Update the records below, replacing every "innermost" with "most central" and changing nothing else. Leave the pictures out of your answer.
--- Begin ---
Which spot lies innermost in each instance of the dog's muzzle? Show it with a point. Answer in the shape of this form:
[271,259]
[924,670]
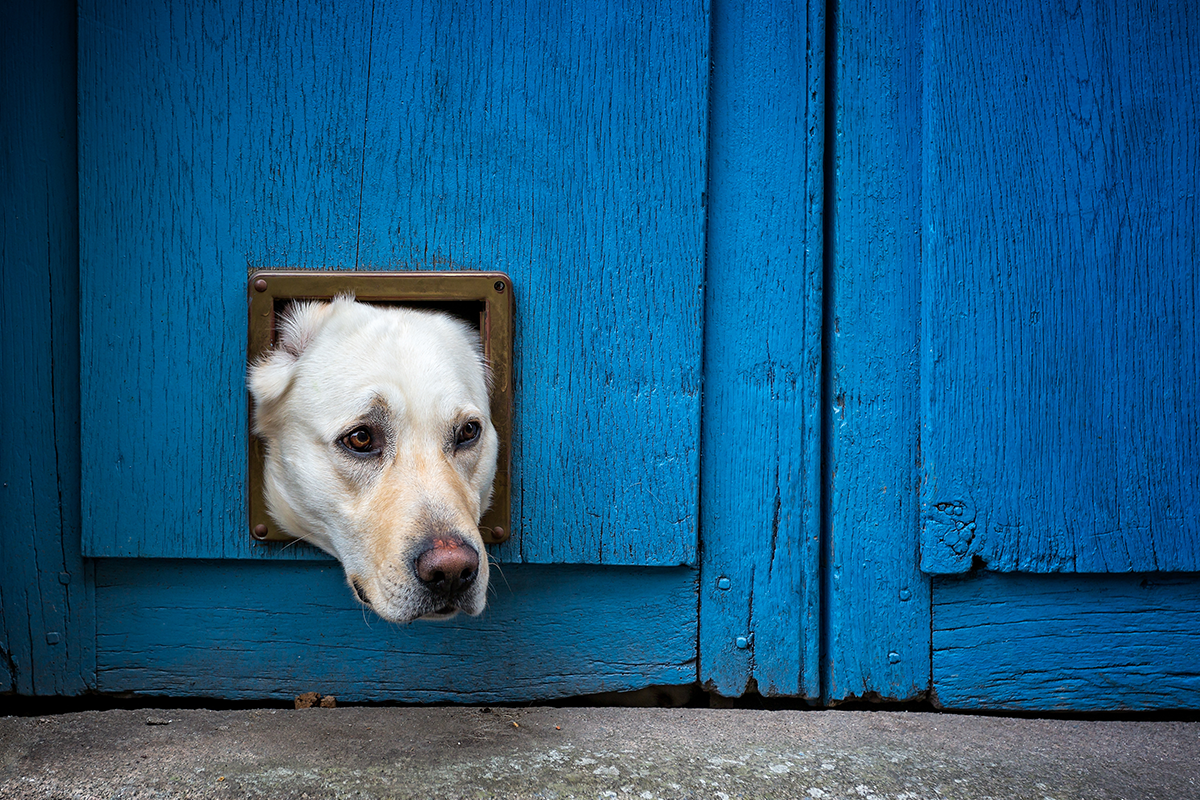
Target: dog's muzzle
[447,569]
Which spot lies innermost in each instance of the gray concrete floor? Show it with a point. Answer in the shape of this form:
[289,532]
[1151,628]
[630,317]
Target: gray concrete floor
[580,752]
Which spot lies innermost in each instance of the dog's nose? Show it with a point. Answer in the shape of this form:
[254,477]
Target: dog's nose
[448,566]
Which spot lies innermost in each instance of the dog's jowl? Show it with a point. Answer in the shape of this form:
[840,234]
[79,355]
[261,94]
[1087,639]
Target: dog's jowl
[381,450]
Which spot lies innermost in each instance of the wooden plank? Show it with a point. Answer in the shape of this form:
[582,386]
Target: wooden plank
[425,136]
[565,145]
[214,139]
[47,623]
[761,465]
[1074,643]
[1061,409]
[877,600]
[234,630]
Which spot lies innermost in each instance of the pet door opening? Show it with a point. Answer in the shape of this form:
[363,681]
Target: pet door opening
[484,300]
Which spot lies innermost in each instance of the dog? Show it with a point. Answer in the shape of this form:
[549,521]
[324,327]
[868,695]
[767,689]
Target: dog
[379,450]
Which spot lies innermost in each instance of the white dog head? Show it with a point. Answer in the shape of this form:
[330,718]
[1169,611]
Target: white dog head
[381,450]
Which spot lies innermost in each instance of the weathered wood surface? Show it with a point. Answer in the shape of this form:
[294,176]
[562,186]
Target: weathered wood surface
[565,146]
[1060,290]
[877,600]
[241,629]
[761,463]
[47,627]
[1078,643]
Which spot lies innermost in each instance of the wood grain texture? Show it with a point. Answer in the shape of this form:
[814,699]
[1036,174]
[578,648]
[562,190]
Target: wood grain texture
[1060,295]
[235,630]
[1067,642]
[562,145]
[877,600]
[47,625]
[761,465]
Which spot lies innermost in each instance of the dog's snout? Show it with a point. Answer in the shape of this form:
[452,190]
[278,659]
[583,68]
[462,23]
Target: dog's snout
[448,566]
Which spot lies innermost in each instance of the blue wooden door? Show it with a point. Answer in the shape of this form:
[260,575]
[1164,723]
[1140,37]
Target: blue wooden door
[561,143]
[1017,364]
[869,376]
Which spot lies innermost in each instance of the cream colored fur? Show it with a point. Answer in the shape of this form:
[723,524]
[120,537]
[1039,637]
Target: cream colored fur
[415,379]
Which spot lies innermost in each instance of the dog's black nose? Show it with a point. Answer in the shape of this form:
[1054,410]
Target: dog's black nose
[448,566]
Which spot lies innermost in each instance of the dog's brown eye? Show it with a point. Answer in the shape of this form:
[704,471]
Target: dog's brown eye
[359,440]
[467,433]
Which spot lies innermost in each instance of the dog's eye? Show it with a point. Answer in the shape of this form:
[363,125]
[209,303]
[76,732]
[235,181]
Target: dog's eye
[359,440]
[467,433]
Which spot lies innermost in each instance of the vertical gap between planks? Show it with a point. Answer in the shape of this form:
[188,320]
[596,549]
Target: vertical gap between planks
[363,155]
[827,331]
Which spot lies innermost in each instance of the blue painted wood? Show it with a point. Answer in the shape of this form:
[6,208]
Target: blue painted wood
[1060,292]
[1075,643]
[761,465]
[220,138]
[251,630]
[47,626]
[877,601]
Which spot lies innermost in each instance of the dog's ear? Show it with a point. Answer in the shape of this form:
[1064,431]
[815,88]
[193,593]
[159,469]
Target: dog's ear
[271,374]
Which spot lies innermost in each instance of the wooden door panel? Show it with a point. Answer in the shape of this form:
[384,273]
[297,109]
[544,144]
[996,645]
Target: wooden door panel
[564,145]
[1060,402]
[235,630]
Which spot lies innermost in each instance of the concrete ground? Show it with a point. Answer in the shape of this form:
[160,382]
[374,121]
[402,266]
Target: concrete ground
[585,752]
--- End ---
Result =
Which spot lies most central in each instance of the dog's muzzle? Show it with a point. Answer in the shape of this form:
[271,259]
[924,670]
Target: dog's muzzle
[447,569]
Which spot lies most central in each instance of the gray concrete floor? Show it with a point. Answer in the shape of this form:
[289,532]
[1151,628]
[630,317]
Target: gray concrete floor
[580,752]
Which spot lies most central in each instance of the dog's nose? Show it with a point. Answer in the shape of this form:
[254,477]
Target: dog's nose
[448,566]
Which spot lies most central in each instance of the dog's jowl? Show it with a point. Answer in the shape of this form:
[840,234]
[79,355]
[261,94]
[1087,639]
Target: dog's jowl
[381,450]
Which spot lies most central in each instance of the wooden plank? Show it with a point. Answer in the shape of this form:
[582,386]
Target: wooden plank
[425,136]
[565,145]
[214,139]
[47,623]
[761,465]
[1074,643]
[1061,409]
[877,600]
[234,630]
Which spot lies most central in each instance of the pet door opening? Show it with a point. Answer in the shape of this form:
[363,681]
Target: pet door opening
[484,300]
Which spot lies most central in each instance of the dog? Show it with a point. Answer in the shape of this form:
[549,521]
[324,327]
[868,695]
[767,689]
Target: dog
[379,450]
Which spot lies most central in each instance of the white dog head? Show it with a point. Answer in the shape of this form:
[330,718]
[1169,611]
Target: white dog head
[381,450]
Which spot lies most central in each instance of the weathered wood surface? Show it with a point. Answer in the shape of this form:
[294,176]
[562,186]
Target: weathered wood surface
[565,146]
[1060,290]
[877,600]
[241,629]
[761,463]
[47,627]
[1078,643]
Which spot lies most central in each instance of the wood grain texture? Show it with a point. Answer in the shape of this form:
[814,699]
[1036,174]
[578,648]
[562,190]
Target: wood grain texture
[1060,295]
[235,630]
[1067,642]
[562,145]
[877,600]
[47,625]
[761,465]
Which spot lies most central in each instance of the dog's snout? Show it with a point. Answer in the shape of this form:
[452,190]
[278,659]
[583,68]
[462,23]
Target: dog's snout
[448,566]
Which spot lies most central in each instance of the blue wooden door? Show it with a point. Answer in the shape of this form:
[260,575]
[1164,723]
[1140,37]
Target: blue wooden door
[561,143]
[1017,364]
[869,376]
Which spot lies most central in each instance of the cream colored fur? Show it with a point. Answer in the shape of this form:
[723,524]
[120,537]
[1039,637]
Target: cream colored fur
[415,379]
Which spot lies most central in each instance of the dog's black nose? Show it with a point. Answer in the shape of this form:
[1054,410]
Target: dog's black nose
[448,566]
Which spot lies most central in each instance of the dog's brown eye? Show it with a point. Answer in the shape of this form:
[704,471]
Target: dog's brown eye
[359,440]
[467,433]
Which spot lies most central in each instance of the dog's eye? Show it with a point. Answer in the shape of this form:
[363,125]
[209,303]
[76,732]
[235,181]
Target: dog's eye
[359,440]
[467,433]
Which spot lies most central in each instance of the vertical gap between planks? Show it with a point. Answer in the shape of this form:
[188,320]
[596,549]
Target: vertical gap between planks
[363,155]
[827,331]
Which spot lies most central in each instance of the blue painted wood? Show it with a point. Answer in the shape of this form:
[6,208]
Target: blue painted wood
[1060,292]
[1075,643]
[761,465]
[220,138]
[251,630]
[47,626]
[877,601]
Which spot lies most central in each instance of the dog's ear? Show it with a point. Answer in the shape of this form:
[1064,431]
[815,88]
[193,593]
[159,469]
Target: dog's ear
[271,374]
Which spot lies most central in each instance of the wooden door panel? Show it with a point. Answer in the shape of this form:
[384,273]
[297,109]
[544,144]
[996,645]
Target: wooden door panel
[564,145]
[1060,402]
[235,630]
Which spot lies most central in each instance of the concrete ground? Show it with a point. Answer in the shape of this form:
[160,382]
[374,121]
[402,266]
Target: concrete ground
[585,752]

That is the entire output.